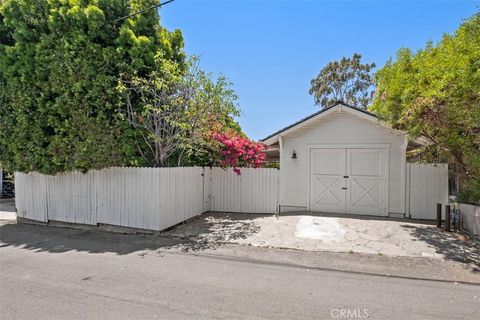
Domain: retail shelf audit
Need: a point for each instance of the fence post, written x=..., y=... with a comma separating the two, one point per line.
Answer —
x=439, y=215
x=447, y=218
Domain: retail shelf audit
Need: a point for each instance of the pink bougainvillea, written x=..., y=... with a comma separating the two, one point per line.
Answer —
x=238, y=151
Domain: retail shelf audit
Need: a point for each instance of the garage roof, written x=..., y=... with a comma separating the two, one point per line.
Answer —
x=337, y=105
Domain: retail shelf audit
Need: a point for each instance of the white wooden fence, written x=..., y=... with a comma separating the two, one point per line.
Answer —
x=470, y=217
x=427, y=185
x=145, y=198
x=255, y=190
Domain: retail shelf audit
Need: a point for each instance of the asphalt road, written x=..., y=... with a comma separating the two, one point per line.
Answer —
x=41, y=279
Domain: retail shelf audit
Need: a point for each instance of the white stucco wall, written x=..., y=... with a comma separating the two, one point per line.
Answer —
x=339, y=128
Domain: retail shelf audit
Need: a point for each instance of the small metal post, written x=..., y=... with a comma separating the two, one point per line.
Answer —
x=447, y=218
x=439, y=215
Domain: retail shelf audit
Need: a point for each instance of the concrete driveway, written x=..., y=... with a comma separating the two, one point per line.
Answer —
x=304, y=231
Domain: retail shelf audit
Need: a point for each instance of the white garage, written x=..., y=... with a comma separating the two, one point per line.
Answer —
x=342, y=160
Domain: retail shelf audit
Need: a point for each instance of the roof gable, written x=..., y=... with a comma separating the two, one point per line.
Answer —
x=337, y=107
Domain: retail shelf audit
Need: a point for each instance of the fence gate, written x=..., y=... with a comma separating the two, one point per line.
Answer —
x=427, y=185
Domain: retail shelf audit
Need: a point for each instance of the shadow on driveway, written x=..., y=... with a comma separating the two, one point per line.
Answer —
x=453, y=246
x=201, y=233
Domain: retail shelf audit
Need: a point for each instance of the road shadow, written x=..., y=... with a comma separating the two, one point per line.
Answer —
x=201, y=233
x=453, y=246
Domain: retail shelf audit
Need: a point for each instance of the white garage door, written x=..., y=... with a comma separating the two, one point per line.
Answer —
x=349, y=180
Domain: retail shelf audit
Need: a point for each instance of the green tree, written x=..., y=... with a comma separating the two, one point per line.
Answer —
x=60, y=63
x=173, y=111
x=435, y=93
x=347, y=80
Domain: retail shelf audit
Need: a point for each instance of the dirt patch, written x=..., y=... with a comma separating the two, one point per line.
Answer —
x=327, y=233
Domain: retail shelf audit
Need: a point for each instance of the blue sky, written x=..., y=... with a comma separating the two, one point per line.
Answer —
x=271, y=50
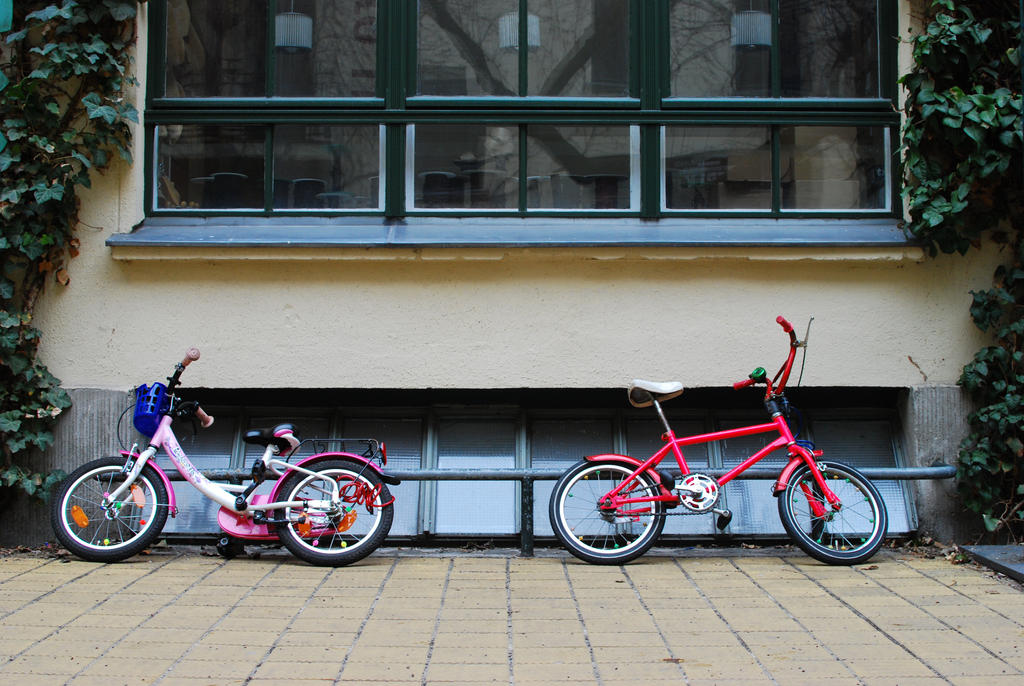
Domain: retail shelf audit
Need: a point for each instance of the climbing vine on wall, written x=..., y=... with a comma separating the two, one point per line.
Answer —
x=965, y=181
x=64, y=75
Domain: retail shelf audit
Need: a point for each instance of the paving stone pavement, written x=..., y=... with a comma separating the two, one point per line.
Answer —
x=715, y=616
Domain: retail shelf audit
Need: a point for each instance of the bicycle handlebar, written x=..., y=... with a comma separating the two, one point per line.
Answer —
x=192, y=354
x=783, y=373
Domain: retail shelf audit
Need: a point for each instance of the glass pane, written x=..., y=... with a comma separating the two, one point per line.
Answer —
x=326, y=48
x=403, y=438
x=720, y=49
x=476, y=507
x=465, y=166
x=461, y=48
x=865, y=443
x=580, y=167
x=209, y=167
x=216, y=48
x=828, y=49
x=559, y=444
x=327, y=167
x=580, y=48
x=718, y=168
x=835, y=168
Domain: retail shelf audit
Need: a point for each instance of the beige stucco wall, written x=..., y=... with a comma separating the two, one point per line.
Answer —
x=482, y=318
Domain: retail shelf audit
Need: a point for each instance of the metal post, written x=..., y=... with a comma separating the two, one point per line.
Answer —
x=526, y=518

YOUR INSTRUCTIONS.
Arrange the records as a two-column CSV with the header `text,answer`. Start at the beginning of the records and end with the line containing "x=304, y=231". Give one row per record, put each field in double quotes, replace its line breaks with spaces, and leave out the pictures.

SOLUTION TO THE EXERCISE.
text,answer
"Domain: retail shelf audit Need: a point for each instance of the fence post, written x=..., y=... with a comma separating the two, one point per line. Answer —","x=439, y=215 x=447, y=218"
"Domain: retail shelf audit Need: a point for each instance of the pink bougainvillea, written x=..., y=... with a comma separating the two, one point per line. Answer —","x=238, y=151"
"Domain: retail shelf audit Need: a point for each instance of the garage roof, written x=..., y=... with a comma separating the two, one point per line. Answer —","x=337, y=105"
"Domain: retail shelf audit Need: a point for each instance of the white wooden fence, written x=..., y=... with a comma separating the two, one point per line. Answer —","x=470, y=217 x=427, y=185 x=145, y=198 x=255, y=190"
"Domain: retail shelf audit Need: a point for each instance of the asphalt road, written x=..., y=... with a comma separating the two, one point per line. Answer —","x=41, y=279"
"Domain: retail shelf audit Need: a point for each instance of the white stucco wall, written x=..., y=... with a comma separating the two, one point per line. Answer —","x=339, y=128"
"Domain: retail shelf audit Need: a point for each instance of the small metal post, written x=..., y=... with a comma separating the two, one point per line. Answer —","x=447, y=218 x=439, y=215"
"Domain: retail shelf audit Need: a point for each instance of the concrete driveway, written x=..., y=... with a comma separating the two, one point per line. Answer —","x=304, y=231"